:: À faire ::
1. Répondez aux questions suivantes sur l'extrait du document.
(a) À quelle heure du matin le passage à Aschaffenburg est-il annoncé dans la lettre au prince Murat ?
(b) Qui a été nommé commandant du 8e corps d'armée ?
(c) Combien d'outils viennent d'être expédiés ?
2. Recopiez mot pour mot les lignes des enregistrements, en commençant à la ligne qui contient « Pretty please, detect the purple » et en vous arrêtant après celle qui contient « [170,290,266,519] ».

:: Extrait du document ::
++++++++++
Ne laissez rien à Francfort.


Mayence, 1er octobre 1806

Au prince Murat

Mon Frère, si le prince de Cassel est sincère, et qu'il veuille rester vraiment neutre, je n'ai pas l'intention de l'en empêcher. Je prie Votre Altesse de lui envoyer un courrier qui lui en donne l'assurance, mais il faut qu'il soit vraiment neutre. Aucun de mes détachements ne passera sur son territoire, et je serai fort aise d'épargner les maux de la guerre à ce pauvre pays, puisque le malheur de l'Europe veut que je n'aie pas été le maître de faire jouir du même bienfait tous les autres peuples. Je n'ai, dans le fait, aucun sujet de me plaindre de Cassel. Je ne l'attaquerai jamais de mon plein gré.

J'espère voir Votre Altesse demain à Aschaffenburg, où je passerai à six heures du matin.


Mayence, ler octobre 1806, 2 heures après midi

Au maréchal Berthier

Mon Cousin, je partirai ce soir à neuf heures. Je serai à Aschaffenburg demain matin vers six ou sept heures, et probablement avant six heures du soir à Würzburg. J'ai nommé le maréchal Mortier commandant le 8e corps d'armée, qui sera composé des 2e, 4e et 12e régiments d'infanterie légère, du 58e de ligne, des deux régiments italiens, du 4e de dragons et du 26e de chasseurs, de dix-huit pièces d'artillerie attelées et de vingt-quatre caissons.

J'ai fait partir le 14e de ligne pour se rendre à Würzburg, ou sera arrivé le 5 ; j'ai ordonné que le 28e d'infanterie légère parte le 6 de Mayence; il sera donc le 9 ou le 10 à Würzburg; je verrai à quelle division je les attacherai.

Toutes ces troupes sont en mouvement, hormis le 58e; je ne donnerai des ordres qu'en partant de Bamberg; en six jours je ferai venir en poste de Paris à Mayence.

Je désire que vous gardiez à Würzburg les officiers du génie qui ont fait les reconnaissances des routes, pour que je puisse causer avec eux de la nature du pays. Voyez à faire un dictionnaire de la population des villes, bourgs et principaux endroits de la Saxe, surtout de ceux qu'on trouve sur la route de Leipzig à Dresde. Quelle est la population de Cobourg ? Il doit y avoir des Bavarois qui connaissent parfaitement la Saxe; il est important d'en avoir un avec nous.

Je n'ai aucun nouvel ordre à vous donner. Je pense que vous faites faire à Würzburg, Kronach et Forchheim tout ce qu'il vous est possible. Je viens de faire partir 2,000 outils; il sera bon de les faire filer sur Bamberg.
++++++++++
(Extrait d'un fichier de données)
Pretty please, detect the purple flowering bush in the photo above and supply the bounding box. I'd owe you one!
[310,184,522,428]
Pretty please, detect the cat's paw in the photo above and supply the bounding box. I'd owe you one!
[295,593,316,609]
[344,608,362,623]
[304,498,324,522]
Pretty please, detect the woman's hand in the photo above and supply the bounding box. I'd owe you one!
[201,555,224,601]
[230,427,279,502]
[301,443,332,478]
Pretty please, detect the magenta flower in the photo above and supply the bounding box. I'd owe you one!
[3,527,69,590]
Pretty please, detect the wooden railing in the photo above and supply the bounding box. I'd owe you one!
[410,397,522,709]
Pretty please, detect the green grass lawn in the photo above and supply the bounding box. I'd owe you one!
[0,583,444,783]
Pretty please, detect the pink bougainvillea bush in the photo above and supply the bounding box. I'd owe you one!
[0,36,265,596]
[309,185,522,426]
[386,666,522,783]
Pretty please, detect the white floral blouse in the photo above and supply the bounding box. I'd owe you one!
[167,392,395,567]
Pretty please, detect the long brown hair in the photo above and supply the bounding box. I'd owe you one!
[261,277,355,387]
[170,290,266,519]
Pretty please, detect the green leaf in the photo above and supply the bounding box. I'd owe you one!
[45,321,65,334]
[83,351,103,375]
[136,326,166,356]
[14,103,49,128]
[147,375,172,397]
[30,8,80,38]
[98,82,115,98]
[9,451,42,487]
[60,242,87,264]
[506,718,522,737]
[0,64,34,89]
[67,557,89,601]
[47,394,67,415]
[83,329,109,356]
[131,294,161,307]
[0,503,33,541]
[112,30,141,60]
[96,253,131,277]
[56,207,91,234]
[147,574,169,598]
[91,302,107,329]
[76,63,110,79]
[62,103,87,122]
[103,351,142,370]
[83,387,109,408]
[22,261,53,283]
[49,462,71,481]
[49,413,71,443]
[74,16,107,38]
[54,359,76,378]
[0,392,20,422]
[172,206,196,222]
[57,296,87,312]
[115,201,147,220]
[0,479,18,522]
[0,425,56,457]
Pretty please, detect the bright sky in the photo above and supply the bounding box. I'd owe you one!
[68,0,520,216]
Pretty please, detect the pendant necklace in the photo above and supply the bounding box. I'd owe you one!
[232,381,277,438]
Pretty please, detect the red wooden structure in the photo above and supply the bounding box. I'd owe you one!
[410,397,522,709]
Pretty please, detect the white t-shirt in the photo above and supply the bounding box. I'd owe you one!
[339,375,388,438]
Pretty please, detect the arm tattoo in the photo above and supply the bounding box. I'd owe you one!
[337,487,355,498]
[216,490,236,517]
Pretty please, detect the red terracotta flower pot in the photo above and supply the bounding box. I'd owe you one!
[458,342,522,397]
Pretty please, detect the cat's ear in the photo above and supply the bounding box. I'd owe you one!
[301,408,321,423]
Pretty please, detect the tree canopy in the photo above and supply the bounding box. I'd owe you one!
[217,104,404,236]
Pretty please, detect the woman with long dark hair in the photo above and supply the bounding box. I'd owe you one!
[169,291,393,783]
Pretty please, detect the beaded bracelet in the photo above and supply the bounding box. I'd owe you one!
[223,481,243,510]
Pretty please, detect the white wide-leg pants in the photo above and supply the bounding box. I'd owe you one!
++++++++++
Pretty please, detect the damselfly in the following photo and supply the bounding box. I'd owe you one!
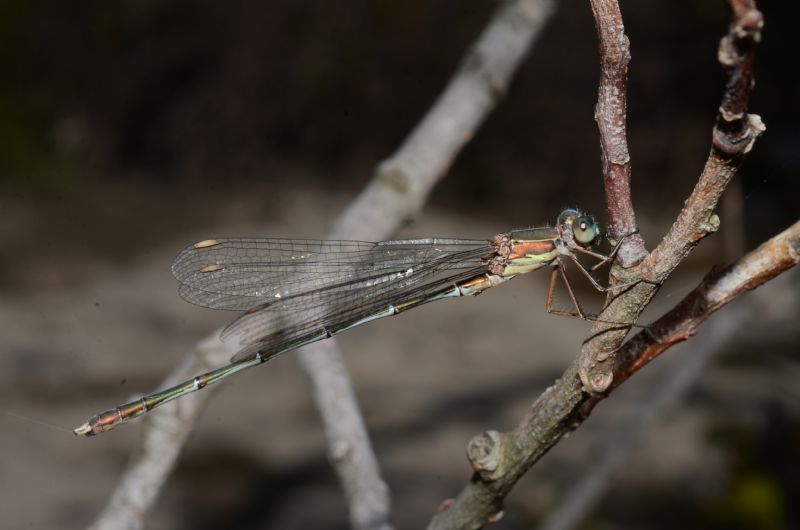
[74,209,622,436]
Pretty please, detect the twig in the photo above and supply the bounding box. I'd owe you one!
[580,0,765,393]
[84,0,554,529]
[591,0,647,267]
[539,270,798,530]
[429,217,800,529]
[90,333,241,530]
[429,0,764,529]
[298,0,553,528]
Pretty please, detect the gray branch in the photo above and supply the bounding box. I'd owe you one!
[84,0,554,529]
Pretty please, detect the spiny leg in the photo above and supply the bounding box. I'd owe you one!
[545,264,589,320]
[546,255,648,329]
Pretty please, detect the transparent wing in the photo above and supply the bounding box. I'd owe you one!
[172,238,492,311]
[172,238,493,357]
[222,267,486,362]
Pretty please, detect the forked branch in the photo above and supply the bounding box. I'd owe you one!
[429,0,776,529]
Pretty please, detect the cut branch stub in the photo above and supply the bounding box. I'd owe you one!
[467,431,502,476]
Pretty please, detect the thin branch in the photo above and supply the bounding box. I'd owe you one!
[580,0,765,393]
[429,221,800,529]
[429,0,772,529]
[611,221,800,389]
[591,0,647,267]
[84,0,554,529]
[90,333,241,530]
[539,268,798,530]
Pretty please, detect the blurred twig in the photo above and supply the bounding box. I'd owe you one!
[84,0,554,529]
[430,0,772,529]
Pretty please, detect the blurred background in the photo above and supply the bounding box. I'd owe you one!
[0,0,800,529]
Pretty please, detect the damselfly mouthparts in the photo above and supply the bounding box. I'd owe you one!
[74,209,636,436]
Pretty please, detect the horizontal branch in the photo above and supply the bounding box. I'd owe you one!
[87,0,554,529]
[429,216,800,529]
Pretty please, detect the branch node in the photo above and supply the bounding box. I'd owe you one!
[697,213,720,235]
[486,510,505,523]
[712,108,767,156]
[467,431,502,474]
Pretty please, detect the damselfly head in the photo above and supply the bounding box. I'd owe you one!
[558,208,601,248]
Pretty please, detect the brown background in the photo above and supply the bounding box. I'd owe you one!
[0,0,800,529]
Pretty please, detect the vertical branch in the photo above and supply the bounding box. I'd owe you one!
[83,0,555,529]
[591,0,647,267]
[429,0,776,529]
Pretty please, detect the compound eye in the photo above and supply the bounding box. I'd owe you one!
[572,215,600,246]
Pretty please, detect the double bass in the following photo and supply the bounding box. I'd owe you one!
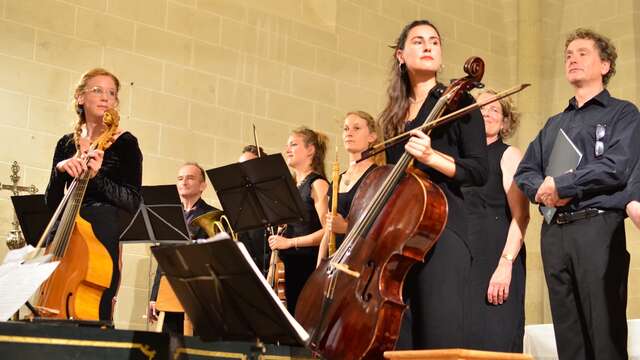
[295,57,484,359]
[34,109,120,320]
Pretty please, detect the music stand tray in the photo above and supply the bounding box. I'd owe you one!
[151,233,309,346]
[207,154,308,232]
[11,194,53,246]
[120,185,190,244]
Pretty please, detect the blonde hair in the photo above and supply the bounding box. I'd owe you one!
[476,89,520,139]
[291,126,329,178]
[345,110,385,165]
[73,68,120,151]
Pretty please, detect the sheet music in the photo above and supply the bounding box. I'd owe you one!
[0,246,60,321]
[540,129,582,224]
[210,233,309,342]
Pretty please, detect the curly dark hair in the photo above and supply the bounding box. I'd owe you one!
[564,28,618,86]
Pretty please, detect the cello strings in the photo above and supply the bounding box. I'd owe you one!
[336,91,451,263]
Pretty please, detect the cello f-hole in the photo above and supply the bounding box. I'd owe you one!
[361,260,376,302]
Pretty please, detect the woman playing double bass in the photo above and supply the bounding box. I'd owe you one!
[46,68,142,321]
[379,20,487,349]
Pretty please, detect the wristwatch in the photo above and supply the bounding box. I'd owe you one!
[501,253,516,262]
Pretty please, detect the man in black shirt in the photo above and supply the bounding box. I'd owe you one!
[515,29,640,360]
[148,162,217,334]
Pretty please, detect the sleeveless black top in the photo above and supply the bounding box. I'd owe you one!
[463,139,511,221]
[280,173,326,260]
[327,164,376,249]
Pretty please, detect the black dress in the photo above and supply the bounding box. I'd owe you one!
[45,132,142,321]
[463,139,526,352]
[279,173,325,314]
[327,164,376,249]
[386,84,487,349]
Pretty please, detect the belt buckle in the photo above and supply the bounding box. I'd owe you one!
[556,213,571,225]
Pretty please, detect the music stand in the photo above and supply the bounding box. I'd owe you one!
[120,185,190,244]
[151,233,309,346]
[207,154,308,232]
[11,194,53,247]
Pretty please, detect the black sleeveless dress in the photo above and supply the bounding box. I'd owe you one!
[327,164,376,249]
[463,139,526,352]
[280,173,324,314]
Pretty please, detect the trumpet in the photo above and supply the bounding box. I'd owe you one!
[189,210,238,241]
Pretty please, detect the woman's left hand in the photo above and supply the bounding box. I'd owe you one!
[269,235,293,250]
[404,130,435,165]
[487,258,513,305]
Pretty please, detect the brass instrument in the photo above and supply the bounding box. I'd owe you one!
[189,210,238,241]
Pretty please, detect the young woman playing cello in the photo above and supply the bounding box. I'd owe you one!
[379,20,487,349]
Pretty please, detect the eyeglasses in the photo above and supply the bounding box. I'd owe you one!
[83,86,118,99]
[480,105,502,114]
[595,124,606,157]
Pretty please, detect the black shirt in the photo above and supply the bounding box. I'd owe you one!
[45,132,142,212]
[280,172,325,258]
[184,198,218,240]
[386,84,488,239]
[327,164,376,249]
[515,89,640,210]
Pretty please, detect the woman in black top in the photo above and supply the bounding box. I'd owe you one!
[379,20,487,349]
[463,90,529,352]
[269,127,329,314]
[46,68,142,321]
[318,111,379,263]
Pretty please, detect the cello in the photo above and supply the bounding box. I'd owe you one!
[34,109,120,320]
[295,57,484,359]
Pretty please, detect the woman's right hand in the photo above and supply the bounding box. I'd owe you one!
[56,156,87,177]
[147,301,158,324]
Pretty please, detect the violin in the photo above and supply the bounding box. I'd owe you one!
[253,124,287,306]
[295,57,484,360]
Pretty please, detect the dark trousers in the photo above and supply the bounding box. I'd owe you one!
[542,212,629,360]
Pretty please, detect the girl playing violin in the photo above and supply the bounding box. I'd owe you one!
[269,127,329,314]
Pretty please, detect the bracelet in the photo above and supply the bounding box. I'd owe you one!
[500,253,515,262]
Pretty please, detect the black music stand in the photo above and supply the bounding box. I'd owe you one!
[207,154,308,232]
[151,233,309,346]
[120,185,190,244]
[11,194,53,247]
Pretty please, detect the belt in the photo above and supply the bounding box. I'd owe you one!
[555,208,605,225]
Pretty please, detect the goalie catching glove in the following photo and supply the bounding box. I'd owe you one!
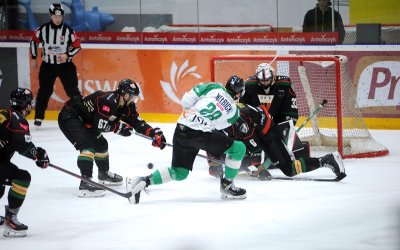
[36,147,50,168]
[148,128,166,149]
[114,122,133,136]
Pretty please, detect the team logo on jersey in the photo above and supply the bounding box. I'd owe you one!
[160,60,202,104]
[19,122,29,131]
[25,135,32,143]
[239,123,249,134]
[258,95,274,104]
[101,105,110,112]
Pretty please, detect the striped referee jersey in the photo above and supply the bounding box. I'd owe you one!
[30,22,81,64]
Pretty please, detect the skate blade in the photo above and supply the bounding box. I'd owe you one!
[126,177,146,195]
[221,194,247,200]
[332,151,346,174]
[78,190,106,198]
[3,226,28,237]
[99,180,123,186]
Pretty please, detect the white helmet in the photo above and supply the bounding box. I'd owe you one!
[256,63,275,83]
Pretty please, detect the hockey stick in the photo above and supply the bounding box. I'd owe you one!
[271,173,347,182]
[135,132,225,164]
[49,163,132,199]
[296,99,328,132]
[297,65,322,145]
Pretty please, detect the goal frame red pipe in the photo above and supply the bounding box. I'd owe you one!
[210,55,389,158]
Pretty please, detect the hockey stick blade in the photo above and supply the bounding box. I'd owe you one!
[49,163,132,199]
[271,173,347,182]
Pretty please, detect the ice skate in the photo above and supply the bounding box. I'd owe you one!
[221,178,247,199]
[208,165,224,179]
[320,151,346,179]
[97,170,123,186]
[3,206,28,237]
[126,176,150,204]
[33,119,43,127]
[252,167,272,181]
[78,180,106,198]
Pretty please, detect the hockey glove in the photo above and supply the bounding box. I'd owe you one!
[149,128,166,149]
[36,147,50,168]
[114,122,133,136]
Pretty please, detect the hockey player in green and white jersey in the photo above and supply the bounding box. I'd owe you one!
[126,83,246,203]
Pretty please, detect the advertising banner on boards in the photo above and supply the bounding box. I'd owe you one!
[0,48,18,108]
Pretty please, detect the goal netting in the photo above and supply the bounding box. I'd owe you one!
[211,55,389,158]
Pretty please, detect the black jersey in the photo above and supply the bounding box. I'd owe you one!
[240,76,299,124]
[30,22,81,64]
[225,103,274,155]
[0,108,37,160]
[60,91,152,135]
++++++++++
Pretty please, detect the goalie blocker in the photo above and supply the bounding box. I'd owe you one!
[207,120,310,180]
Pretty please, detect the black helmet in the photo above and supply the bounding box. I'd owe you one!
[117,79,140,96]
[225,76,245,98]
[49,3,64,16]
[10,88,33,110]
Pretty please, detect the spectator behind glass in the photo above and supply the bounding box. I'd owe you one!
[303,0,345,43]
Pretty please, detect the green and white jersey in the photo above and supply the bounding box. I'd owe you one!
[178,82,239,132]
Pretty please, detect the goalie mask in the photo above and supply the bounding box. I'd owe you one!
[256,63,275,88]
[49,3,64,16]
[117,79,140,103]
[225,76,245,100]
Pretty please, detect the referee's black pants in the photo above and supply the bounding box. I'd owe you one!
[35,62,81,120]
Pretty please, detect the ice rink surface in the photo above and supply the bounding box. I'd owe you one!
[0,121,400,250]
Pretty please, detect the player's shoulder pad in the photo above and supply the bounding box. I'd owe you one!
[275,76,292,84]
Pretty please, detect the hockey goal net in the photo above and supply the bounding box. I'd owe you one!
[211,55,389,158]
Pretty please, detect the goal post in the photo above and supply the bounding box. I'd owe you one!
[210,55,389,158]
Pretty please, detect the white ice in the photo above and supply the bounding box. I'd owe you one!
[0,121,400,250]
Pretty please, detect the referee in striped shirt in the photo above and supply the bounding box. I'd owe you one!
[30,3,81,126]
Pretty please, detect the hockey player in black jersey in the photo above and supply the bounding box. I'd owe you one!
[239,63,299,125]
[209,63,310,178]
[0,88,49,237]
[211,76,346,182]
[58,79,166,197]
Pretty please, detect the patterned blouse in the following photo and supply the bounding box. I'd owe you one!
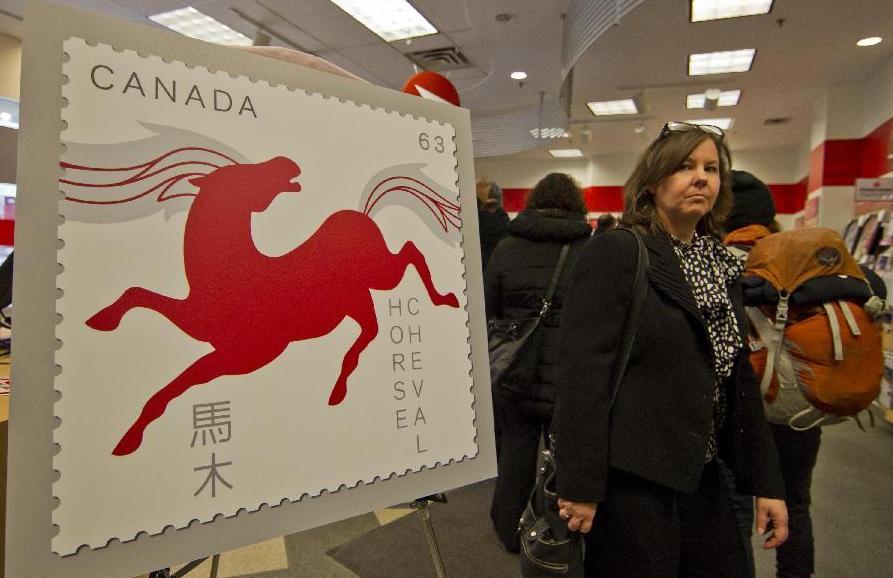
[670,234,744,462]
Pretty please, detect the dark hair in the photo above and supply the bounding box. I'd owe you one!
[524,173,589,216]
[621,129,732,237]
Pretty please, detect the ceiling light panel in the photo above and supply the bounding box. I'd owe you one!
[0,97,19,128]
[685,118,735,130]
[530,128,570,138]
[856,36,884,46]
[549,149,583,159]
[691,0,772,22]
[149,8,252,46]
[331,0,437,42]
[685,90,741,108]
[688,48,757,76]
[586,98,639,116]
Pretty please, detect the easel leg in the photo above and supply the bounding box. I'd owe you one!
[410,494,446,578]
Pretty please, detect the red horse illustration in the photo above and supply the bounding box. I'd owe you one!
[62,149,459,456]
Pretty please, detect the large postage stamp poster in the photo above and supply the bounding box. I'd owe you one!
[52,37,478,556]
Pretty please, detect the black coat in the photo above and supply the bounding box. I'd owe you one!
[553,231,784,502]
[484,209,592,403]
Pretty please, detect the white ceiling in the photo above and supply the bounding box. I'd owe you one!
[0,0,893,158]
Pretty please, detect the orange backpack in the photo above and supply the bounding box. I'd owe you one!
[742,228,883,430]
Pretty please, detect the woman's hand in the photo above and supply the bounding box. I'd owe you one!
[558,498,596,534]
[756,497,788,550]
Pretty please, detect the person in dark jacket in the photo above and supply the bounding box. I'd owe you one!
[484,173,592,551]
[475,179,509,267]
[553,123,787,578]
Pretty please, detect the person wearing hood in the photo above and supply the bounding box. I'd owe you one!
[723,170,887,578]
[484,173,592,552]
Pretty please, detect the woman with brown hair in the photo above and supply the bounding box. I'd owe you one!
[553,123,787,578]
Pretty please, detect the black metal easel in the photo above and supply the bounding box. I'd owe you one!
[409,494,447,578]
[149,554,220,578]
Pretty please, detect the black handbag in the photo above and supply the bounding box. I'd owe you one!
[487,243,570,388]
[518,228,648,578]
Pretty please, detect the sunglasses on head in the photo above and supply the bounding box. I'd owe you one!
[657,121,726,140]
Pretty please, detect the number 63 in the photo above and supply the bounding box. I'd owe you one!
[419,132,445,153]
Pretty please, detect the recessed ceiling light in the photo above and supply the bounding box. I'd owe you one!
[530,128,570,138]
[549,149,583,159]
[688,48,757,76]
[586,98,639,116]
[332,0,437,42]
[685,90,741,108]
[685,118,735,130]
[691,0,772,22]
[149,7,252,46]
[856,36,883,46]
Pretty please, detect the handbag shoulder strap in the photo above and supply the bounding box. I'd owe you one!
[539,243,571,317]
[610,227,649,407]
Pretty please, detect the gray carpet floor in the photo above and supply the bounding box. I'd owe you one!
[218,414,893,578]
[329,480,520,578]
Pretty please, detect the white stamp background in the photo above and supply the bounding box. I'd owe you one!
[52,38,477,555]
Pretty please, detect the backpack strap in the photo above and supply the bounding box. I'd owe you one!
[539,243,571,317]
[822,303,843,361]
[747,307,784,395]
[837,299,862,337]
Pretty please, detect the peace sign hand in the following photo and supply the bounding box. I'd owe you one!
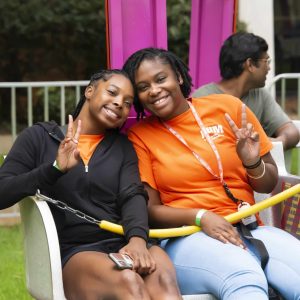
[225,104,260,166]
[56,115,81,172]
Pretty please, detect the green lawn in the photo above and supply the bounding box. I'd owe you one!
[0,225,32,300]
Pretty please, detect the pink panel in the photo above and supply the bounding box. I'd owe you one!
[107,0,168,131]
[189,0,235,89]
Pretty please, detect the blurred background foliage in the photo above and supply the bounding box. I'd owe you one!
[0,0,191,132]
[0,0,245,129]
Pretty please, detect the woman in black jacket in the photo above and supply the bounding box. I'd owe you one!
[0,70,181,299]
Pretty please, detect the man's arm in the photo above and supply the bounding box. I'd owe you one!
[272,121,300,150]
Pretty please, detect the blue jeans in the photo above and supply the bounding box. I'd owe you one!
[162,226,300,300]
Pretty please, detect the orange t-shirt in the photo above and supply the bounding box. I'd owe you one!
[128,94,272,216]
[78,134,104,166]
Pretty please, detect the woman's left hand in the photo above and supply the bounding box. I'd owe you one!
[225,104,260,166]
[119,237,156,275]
++++++++++
:: Résultats ::
1.
(a) À six heures du matin.
(b) Le maréchal Mortier.
(c) 2 000 outils.

2.
Pretty please, detect the purple flowering bush in the photo above and supply the bounding box. I'd owe you one!
[310,184,522,428]
Pretty please, detect the cat's paw in the photo above and supply the bounding box. I'd owe you one!
[295,593,316,609]
[344,608,362,623]
[304,498,324,522]
Pretty please, detect the woman's hand in the photo above and supply the bounding box. I'd owe you one!
[201,555,224,601]
[230,427,279,502]
[301,443,332,478]
Pretty please, detect the magenta flower in the photo above and supply the bounding box. I'd owe you one!
[3,527,69,590]
Pretty please, detect the wooden railing in the photo above and supply the bounding box. I'd owe you one!
[410,397,522,709]
Pretty please, detect the green grass lawn in the photo above and supply the bounding box. I'd owe you one!
[0,583,444,783]
Pretty please, detect the pink bougainvillea bush in the photo above and supply the bounding box. I'd owe you one!
[0,36,265,596]
[309,185,522,426]
[386,666,522,783]
Pretty please, detect the white floral blouse in the photo above and supply the bounding box. I'd owe you one!
[167,392,395,567]
Pretty please, detect the long brown hair in the photo above and supply the bounding box. I'd owe you one!
[261,277,355,387]
[170,290,266,519]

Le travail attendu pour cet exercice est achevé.